§ **DOCUMENT EXCERPT**
The report said at least 13 waves of Russian attacks since October on Ukraine’s energy-related infrastructure as well as its use of torture “may amount to crimes against humanity”,

It cited a Ukraine government figure in finding that about 16,000 children have been unlawfully transferred and deported from Ukraine. Russia denies the charge, saying it has evacuated people voluntarily from Ukraine.

Other children were forced to watch their loved ones raped or, in one instance, were detained in a school basement alongside bodies, the report said.

Victims in Russian detention facilities were subject to electric shocks with a military phone – a treatment known as a “call to [Russian President Vladimir] Putin” – or hung from the ceiling in a “parrot position”, the report said.

Asked whether Russia’s acts might amount to genocide, as Ukraine insists, Møse said his commission had not yet found such evidence but would continue to follow up.

Ukraine, which has called for the creation of a special tribunal to prosecute Russia’s political and military leadership for the crime of aggression over the invasion, has said the commission is essential to ensure Russia would be held accountable.

The commission found reasonable grounds to conclude that the Ukraine invasion qualifies as an act of aggression.

The report also found that Ukrainian forces had committed a “small number of violations”, including what appeared to be indiscriminate attacks and torture of prisoners of war.

There was no immediate comment by the Ukrainian government.

The commission’s report will be presented to the UN Human Rights Council in Geneva on Monday. Countries at the council, the only body made up of governments to protect human rights worldwide, aims to extend and deepen the commission’s mandate.

Sometimes, the council’s investigations lead to prosecutions in international courts. The commission said it is working on a list of possible perpetrators that would be passed on to UN authorities.

(Excerpts from segmentation records)
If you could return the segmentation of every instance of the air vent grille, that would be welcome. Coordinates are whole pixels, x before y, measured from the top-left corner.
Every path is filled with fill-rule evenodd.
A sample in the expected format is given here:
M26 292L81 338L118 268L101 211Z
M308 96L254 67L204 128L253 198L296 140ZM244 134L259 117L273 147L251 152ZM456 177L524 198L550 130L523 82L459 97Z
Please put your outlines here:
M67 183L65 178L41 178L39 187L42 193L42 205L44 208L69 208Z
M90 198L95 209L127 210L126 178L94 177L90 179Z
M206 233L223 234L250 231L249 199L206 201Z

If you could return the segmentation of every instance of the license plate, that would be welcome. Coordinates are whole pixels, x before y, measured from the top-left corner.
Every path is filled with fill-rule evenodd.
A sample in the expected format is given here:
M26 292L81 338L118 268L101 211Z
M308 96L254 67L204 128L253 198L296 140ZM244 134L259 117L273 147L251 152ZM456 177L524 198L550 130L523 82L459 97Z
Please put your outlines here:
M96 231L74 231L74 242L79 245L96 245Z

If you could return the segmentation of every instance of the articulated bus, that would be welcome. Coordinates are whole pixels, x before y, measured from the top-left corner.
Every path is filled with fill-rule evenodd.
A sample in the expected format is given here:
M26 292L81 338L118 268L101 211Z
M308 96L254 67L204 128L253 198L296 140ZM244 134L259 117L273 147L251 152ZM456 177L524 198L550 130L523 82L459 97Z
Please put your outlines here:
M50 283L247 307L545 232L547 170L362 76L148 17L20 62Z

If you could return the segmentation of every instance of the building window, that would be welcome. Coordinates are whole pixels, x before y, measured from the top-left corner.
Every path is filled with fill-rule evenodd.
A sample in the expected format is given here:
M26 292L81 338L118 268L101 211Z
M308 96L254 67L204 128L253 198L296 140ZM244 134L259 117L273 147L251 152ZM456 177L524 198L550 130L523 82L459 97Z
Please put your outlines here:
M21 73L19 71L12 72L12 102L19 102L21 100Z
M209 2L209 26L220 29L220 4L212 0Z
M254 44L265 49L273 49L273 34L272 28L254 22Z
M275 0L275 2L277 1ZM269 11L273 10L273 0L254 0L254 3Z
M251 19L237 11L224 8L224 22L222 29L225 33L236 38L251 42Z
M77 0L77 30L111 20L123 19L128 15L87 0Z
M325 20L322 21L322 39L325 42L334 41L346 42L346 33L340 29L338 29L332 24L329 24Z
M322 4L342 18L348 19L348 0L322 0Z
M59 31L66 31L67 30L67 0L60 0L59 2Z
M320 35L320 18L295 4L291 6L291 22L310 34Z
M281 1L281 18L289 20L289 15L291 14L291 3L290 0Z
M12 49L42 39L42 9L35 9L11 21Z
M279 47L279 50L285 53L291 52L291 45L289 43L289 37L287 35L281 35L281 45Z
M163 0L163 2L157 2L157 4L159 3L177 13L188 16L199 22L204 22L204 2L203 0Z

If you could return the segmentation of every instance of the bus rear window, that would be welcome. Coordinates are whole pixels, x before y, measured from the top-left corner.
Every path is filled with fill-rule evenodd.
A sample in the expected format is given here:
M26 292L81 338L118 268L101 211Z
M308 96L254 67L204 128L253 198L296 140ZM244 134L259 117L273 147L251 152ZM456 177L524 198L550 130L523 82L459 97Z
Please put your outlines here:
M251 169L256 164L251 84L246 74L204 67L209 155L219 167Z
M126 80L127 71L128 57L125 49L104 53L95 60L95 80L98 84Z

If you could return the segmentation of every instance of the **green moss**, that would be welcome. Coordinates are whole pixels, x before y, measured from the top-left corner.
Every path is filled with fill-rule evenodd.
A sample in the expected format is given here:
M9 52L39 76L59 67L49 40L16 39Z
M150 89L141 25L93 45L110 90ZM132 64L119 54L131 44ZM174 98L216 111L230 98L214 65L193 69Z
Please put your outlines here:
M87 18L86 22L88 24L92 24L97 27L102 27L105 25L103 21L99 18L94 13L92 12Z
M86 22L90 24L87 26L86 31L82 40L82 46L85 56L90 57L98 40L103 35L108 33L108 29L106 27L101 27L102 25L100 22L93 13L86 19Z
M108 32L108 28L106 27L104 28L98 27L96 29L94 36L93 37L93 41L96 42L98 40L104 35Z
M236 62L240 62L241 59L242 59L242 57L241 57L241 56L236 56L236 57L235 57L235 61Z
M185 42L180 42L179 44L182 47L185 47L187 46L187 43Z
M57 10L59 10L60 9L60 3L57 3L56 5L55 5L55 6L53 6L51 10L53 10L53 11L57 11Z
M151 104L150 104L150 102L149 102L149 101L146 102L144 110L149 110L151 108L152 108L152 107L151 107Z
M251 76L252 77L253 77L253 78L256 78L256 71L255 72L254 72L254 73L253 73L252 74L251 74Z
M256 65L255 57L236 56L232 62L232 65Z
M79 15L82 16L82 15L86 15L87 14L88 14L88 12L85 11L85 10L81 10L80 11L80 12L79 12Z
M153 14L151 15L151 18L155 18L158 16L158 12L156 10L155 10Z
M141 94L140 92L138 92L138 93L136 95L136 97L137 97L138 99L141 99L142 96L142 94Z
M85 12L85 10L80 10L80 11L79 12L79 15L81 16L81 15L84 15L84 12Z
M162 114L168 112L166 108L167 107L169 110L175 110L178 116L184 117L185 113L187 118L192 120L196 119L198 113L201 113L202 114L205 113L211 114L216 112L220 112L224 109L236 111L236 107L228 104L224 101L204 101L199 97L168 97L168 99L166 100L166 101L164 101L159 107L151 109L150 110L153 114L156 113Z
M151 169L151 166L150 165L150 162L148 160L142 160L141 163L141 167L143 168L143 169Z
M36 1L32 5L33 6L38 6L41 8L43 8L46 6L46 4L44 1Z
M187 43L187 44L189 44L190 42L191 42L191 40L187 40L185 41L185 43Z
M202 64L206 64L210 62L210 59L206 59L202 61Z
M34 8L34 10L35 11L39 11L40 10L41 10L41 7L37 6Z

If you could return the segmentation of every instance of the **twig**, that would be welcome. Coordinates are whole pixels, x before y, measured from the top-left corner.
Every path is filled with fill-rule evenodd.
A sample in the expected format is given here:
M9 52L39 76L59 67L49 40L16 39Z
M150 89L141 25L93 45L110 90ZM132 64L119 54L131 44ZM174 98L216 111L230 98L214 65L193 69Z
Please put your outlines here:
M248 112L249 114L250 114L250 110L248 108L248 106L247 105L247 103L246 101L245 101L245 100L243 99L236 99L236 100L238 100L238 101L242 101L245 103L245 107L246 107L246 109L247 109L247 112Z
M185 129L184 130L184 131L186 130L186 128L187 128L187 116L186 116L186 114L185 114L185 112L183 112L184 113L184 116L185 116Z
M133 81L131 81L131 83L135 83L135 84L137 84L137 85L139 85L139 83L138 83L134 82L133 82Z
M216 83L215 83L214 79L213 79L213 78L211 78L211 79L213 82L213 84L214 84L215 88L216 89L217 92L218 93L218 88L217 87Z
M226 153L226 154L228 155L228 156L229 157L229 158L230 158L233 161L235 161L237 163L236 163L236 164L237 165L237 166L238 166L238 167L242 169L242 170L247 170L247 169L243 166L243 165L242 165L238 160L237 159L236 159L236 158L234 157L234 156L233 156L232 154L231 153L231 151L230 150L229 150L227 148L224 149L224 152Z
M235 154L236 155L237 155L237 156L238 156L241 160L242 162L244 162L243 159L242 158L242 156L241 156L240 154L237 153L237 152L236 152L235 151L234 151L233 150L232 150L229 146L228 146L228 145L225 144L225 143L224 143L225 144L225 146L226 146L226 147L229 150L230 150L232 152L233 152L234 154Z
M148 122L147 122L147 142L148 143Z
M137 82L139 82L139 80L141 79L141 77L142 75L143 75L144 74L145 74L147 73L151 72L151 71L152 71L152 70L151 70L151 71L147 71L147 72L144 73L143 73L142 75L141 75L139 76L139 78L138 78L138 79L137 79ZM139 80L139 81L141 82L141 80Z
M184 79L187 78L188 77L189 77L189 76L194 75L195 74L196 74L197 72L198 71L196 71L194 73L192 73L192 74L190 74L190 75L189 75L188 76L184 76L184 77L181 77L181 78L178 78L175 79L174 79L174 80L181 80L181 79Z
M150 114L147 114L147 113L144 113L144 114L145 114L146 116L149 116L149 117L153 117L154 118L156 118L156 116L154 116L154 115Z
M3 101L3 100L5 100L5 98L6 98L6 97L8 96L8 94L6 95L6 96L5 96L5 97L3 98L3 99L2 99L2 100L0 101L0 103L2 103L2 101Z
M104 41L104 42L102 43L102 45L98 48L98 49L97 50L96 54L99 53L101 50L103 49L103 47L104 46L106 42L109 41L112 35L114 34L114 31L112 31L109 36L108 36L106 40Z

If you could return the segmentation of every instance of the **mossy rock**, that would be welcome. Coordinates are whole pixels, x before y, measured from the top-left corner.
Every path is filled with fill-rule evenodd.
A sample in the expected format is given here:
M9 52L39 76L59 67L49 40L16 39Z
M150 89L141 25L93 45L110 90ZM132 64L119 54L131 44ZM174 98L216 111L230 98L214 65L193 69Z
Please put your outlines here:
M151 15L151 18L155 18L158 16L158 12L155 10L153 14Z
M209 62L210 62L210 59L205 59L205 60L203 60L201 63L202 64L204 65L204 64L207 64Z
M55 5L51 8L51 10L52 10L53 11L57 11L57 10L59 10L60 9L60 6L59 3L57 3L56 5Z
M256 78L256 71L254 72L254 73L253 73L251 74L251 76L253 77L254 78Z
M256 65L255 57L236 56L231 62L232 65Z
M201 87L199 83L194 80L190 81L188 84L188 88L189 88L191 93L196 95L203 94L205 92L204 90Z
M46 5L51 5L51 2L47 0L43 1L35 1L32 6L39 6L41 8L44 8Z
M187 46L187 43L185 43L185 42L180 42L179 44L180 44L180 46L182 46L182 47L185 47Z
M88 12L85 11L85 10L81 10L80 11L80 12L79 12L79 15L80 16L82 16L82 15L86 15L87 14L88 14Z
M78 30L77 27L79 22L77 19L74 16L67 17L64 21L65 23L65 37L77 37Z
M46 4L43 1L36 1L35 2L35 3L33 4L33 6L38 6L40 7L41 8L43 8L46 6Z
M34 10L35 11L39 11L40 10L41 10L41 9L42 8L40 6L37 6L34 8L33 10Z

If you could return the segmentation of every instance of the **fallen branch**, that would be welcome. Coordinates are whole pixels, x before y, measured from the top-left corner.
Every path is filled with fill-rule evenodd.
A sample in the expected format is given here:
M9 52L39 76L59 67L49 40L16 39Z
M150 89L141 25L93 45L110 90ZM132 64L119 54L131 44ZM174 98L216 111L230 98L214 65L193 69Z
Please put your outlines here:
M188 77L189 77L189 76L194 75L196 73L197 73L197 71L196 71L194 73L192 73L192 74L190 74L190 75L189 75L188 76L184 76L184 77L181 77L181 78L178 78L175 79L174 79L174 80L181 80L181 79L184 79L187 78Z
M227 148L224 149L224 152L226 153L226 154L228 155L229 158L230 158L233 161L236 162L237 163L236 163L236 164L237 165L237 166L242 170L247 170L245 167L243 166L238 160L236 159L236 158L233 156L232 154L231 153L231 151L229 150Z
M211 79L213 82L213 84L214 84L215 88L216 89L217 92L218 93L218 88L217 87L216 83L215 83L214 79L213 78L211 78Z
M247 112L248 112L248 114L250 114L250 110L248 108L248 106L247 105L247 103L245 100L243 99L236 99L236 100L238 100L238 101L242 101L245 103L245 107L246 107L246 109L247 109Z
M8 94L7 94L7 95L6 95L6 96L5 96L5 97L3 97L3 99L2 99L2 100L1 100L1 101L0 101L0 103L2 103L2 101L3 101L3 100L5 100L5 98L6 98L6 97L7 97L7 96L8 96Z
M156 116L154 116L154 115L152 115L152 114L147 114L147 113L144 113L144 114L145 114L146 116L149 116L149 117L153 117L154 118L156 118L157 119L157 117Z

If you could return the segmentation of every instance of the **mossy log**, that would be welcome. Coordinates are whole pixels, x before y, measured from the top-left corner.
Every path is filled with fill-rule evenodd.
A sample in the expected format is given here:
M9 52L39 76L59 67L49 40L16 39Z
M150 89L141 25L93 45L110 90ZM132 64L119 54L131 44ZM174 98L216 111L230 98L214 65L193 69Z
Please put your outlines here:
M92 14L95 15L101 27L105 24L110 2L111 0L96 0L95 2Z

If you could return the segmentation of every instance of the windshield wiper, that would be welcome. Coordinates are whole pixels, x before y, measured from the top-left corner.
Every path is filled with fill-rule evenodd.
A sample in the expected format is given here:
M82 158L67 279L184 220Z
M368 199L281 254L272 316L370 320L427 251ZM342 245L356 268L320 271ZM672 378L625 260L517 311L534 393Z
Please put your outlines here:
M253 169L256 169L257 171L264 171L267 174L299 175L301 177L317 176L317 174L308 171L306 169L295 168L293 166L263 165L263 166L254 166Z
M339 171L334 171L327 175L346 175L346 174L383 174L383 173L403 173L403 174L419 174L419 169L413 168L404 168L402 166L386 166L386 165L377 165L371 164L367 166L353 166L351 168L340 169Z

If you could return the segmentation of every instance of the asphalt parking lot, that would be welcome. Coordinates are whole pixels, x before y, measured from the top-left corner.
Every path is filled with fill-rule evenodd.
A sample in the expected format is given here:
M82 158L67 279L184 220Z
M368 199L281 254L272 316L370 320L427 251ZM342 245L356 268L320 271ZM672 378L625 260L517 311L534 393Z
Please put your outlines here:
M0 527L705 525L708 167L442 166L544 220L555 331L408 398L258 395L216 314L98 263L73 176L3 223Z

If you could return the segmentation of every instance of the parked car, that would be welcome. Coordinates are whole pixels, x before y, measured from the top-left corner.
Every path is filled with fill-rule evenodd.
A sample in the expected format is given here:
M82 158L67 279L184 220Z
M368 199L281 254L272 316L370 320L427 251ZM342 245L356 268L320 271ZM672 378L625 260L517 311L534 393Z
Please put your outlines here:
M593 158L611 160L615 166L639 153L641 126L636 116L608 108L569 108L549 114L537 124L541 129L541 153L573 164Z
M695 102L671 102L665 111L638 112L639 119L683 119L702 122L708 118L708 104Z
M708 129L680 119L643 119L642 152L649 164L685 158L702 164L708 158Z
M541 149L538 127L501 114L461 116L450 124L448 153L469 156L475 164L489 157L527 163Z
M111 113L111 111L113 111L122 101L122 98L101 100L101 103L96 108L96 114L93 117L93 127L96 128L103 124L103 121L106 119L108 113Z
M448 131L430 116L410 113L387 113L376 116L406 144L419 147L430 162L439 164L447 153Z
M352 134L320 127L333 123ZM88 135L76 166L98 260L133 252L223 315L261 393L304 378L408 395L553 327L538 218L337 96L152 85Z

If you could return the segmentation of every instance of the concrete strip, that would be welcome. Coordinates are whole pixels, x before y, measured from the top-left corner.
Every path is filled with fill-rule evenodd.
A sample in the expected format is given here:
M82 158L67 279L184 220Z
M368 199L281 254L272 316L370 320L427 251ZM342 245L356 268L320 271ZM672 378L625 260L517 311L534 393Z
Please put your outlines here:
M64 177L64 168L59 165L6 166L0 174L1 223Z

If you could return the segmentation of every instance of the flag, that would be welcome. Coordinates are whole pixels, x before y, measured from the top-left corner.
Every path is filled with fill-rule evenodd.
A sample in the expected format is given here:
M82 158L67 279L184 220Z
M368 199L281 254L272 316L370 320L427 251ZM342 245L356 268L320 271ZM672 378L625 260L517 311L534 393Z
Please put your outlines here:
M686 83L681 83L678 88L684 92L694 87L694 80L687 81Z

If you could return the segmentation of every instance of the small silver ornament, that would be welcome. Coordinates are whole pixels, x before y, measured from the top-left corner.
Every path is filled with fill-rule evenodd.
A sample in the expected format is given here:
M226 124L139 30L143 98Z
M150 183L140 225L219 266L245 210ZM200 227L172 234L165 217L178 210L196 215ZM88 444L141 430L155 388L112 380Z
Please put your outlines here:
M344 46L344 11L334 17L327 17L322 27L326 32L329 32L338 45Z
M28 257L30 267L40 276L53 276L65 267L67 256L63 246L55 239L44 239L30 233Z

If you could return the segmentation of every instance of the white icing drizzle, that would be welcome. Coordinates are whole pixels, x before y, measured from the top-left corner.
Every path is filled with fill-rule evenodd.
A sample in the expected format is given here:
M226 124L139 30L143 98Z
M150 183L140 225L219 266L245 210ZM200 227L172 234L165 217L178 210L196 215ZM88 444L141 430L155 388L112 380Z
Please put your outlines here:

§ **AIM OF THE TASK**
According to the news excerpt, about how many children have been unlawfully transferred and deported from Ukraine? Answer using only the news excerpt.

§ **RESPONSE**
About 16,000 children.